======== Data under study

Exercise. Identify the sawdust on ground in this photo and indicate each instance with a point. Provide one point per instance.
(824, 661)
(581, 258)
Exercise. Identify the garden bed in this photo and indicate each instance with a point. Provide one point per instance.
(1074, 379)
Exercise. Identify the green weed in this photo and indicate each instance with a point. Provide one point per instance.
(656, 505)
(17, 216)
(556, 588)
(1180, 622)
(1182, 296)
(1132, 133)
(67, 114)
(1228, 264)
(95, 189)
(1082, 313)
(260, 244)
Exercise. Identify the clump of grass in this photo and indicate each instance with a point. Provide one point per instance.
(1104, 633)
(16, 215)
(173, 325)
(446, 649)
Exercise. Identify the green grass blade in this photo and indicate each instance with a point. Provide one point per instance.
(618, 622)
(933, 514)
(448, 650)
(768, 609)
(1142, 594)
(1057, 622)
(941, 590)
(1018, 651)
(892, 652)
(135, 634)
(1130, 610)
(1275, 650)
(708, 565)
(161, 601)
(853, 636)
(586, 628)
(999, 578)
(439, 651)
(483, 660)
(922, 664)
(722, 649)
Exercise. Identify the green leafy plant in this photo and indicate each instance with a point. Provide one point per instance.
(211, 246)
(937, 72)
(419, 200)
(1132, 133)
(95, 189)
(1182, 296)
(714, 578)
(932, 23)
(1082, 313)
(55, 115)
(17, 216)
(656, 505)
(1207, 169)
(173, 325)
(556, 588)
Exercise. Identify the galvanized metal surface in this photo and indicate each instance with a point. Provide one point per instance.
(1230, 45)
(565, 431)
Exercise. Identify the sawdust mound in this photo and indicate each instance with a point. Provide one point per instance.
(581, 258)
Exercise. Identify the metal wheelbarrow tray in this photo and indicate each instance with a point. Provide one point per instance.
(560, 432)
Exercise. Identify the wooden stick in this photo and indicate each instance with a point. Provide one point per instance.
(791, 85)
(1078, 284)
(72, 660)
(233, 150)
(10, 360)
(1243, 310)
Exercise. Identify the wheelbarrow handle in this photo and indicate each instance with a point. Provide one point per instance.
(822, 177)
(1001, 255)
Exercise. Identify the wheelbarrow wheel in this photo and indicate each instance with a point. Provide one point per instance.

================

§ Work instruction
After reading the material above, repeat all of it exactly.

§ Task response
Exercise. Identify the sawdust on ground in this photo and indicate each instance with a point. Provide one point per instance.
(824, 661)
(581, 258)
Exercise. Identify the garden bed in this photo and indicate each instance with a point. Provide one point per instance.
(1074, 379)
Exercise. Identify the green weed in this photo and indicate each instance with a point. Provide one point per instance.
(656, 505)
(17, 216)
(556, 588)
(1180, 622)
(1182, 296)
(1132, 133)
(67, 114)
(1228, 264)
(95, 189)
(1082, 313)
(260, 244)
Exercise. Identify the clump of grass in this photo and indicate each instance with a point. Provide one point per instance.
(1104, 633)
(16, 215)
(173, 325)
(446, 649)
Exercise. Identify the green grass blade in this photo and indicate each instance with a point. Provide one point per instance.
(618, 622)
(933, 514)
(448, 650)
(768, 609)
(1142, 594)
(1057, 622)
(941, 590)
(1018, 651)
(892, 652)
(135, 634)
(1130, 610)
(1275, 650)
(708, 565)
(161, 601)
(853, 636)
(586, 628)
(999, 578)
(439, 651)
(483, 660)
(922, 664)
(722, 649)
Exercise. Identify the green leafy plant in this photo and indicate each instance with a point. Provide one point per instance.
(211, 246)
(937, 72)
(419, 200)
(1132, 133)
(95, 189)
(1182, 296)
(714, 578)
(932, 23)
(1082, 313)
(55, 115)
(17, 216)
(656, 505)
(1207, 169)
(173, 325)
(556, 588)
Exercise. Identify the galvanized metal surface in this photo and indicate each instance with a point. Provide one point per instance.
(1230, 45)
(565, 431)
Exercise. Identify the sawdust mound in this photo and indicate each instance with a point. Provide one point per instance.
(581, 258)
Exercise. Identify the metal wheelbarrow tray in this photo and indicate each instance with a point. Provide one point per instance.
(560, 432)
Exercise. Identify the wooden stick in this photo and indicate each instance with a point. Provide one point per instance.
(791, 85)
(1078, 284)
(72, 660)
(233, 150)
(10, 360)
(1243, 310)
Exercise. Identify the wheelbarrow handle in this photo and indicate each instance with a point. Provide one point per instance.
(822, 177)
(1001, 255)
Exercise. Identify the wheelbarrow wheel in this photo and indicate each instance with a point. Provide one point per instance.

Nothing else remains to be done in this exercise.